▶ PROBLEM TO SOLVE:
Output everything in the listing exactly.

▶ RECORDS SUPPLIED:
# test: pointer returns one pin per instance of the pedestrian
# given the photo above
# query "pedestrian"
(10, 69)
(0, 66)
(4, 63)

▶ RESPONSE:
# test: pointer returns one pin per instance of the pedestrian
# given the photo above
# query "pedestrian"
(10, 69)
(0, 66)
(4, 63)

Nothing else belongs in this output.